-- Excerpt provided start --

J0534–6700: The source is shown in Fig. E.4 (v). It is a radio candidate from the ASKAP survey proposed by Bozzetto et al. (2023) and it is located near to the LMC super-giant shell 4 (Meaburn 1980). The optical image shows the presence of nearby filaments that do not correlate with the source. Bozzetto et al. (2023) argued that most likely the candidate is an old SNR so we do not expect any X-ray emission. In the X-ray images instead, we can observe a soft “horn-shaped” structure in the southern part of the candidate that correlates with a similar “horn-shaped” structure described in Bozzetto et al. (2023). We point out also that inside the candidate region, there are two point sources detected in the eRASS:4 point source catalogue and detected with DETLIKE > 20 and EXTLIKE = 0. We excluded the point source from further analysis. For these reasons, the source remains a candidate.

J0534–6720: The source is shown in Fig. E.4 (w). The radio candidate proposed based on ASKAP interferometry has a ring structure with an enhanced emission in the south. The region presents a high non-thermal emission. Bozzetto et al. (2023) detect an enhancement in the [S II]/Ha ratio, which is < 0.67 in the whole candidate region. In the X-ray data, we see a diffuse soft emission. Nevertheless, we notice that in the X-ray images, most of the emission is coming from the southern part. Despite this emission, we cannot confirm the source as an SNR and it remains a candidate.

-- Excerpt provided end --
-- Entries start --

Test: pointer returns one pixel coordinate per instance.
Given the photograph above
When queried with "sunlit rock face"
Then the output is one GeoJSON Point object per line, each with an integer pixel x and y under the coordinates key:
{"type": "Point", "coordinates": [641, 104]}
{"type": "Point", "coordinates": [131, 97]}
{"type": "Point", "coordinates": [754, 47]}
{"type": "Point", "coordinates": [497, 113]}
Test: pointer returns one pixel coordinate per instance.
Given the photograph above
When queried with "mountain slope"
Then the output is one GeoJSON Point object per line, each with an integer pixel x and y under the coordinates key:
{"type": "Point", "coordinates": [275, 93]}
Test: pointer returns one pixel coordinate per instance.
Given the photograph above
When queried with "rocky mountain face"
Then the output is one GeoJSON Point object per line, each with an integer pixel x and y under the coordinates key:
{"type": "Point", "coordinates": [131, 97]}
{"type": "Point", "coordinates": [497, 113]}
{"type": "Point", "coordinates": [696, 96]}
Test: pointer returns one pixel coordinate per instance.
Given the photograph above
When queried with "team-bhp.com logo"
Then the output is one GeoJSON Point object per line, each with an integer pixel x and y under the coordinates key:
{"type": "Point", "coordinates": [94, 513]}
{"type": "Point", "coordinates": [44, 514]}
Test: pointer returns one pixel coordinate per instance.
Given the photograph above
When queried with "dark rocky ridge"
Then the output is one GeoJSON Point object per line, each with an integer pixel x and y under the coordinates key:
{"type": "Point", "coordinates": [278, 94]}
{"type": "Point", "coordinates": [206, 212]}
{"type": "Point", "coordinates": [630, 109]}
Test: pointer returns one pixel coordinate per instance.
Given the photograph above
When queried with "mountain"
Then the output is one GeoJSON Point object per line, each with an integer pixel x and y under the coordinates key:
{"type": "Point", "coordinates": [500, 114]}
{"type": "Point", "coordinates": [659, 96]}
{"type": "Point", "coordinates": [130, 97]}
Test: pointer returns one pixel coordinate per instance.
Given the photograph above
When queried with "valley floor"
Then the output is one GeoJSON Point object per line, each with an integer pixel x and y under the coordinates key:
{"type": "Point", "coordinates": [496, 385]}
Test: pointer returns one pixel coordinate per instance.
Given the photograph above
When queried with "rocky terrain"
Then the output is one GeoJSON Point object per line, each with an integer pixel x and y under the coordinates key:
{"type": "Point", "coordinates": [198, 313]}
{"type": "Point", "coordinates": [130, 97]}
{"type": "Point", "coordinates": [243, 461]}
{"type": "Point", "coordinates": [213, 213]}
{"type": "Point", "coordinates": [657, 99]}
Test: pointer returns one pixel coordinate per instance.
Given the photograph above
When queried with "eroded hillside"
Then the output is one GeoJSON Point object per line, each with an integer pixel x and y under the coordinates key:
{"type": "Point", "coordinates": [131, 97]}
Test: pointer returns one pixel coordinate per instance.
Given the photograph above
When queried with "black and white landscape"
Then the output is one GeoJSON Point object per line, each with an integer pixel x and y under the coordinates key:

-- Entries end --

**What this exercise asks:**
1. Copy everything in the passage on the remnant candidates from "J0534–6700: The source" down to "source remains a candidate.".
2. Resume the passage on the remnant candidates in the Large Magellanic Cloud from the point where it stops.
The rows are separate material and are unrelated to the passage on the remnant candidates in the Large Magellanic Cloud.

**In response:**
1.
J0534–6700: The source is shown in Fig. E.4 (v). It is a radio candidate from the ASKAP survey proposed by Bozzetto et al. (2023) and it is located near to the LMC super-giant shell 4 (Meaburn 1980). The optical image shows the presence of nearby filaments that do not correlate with the source. Bozzetto et al. (2023) argued that most likely the candidate is an old SNR so we do not expect any X-ray emission. In the X-ray images instead, we can observe a soft “horn-shaped” structure in the southern part of the candidate that correlates with a similar “horn-shaped” structure described in Bozzetto et al. (2023). We point out also that inside the candidate region, there are two point sources detected in the eRASS:4 point source catalogue and detected with DETLIKE > 20 and EXTLIKE = 0. We excluded the point source from further analysis. For these reasons, the source remains a candidate.

2.
J0538–6921: The source is shown in Fig. E.4 (x). The radio candidate is proposed by Bozzetto et al. (2017) shows a bright circular non-thermal emission. In the optical band, the region is covered by filaments. In the X-ray image, there is a diffuse emission, but it is difficult to separate the contribution of the candidate from the surroundings since the candidate is located in a crowded region near 30 Doradus. The candidate is analysed by Sasaki et al. (2022) using eROSITA observations during the calibration and performance verification phase. In spite of the deeper observations, it is not possible to distinguish a clear structure that is associated with an SNR. The source remains a candidate.

J0538–7004: The source is shown in Fig.E.4 (y). The optical candidate is proposed by Yew et al. (2021) appears as a filled shell. The candidate is relatively small and has an estimated diameter of D = 19.4 pc (Yew et al. 2021). J0538-7004 shows an enhancement of [S II]/Hα ~ 0.8. The compactness of this candidate indicates a young SNR, which would suggest the presence of X-ray and radio emission. However, we do not detect any significant emission, neither in radio nor in X-rays. As argued in Yew et al. (2021) the enhancement of [O III] without X-ray and radio emission might suggest that the candidate is most likely an H II region instead of an SNR. For this reason, the source remains a candidate.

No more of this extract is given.